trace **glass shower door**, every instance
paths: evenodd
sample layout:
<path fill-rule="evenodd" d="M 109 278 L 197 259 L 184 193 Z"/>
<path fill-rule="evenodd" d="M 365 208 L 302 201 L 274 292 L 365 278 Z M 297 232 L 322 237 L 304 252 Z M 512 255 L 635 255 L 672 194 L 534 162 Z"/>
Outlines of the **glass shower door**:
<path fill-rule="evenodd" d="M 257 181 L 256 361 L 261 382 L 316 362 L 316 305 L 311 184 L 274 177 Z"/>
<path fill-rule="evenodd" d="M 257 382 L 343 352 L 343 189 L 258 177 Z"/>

...

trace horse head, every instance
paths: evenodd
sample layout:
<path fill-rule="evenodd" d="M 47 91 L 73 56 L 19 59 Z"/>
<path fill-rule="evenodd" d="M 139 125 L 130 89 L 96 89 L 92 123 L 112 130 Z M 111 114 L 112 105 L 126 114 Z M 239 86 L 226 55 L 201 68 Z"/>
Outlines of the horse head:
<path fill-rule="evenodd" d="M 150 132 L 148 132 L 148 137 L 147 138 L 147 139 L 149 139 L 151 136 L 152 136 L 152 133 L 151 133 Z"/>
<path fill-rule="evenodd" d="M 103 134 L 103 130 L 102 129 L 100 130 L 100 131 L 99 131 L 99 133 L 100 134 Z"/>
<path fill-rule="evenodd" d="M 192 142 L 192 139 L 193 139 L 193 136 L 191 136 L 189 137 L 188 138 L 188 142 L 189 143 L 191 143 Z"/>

TASK DETAILS:
Transcribe without alteration the listing from the line that contains "trace **glass shower door**, every instance" through the line that contains "257 382 L 343", including both of those lines.

THE SOLUTION:
trace **glass shower door**, every instance
paths: evenodd
sample layout:
<path fill-rule="evenodd" d="M 109 278 L 197 259 L 184 193 Z"/>
<path fill-rule="evenodd" d="M 365 208 L 302 201 L 274 292 L 365 278 Z M 297 232 L 322 237 L 304 252 Z M 512 255 L 635 255 L 672 194 L 534 162 Z"/>
Outlines of the **glass shower door**:
<path fill-rule="evenodd" d="M 257 181 L 256 361 L 261 382 L 316 362 L 316 305 L 311 184 L 274 177 Z"/>
<path fill-rule="evenodd" d="M 257 382 L 343 352 L 343 189 L 258 177 Z"/>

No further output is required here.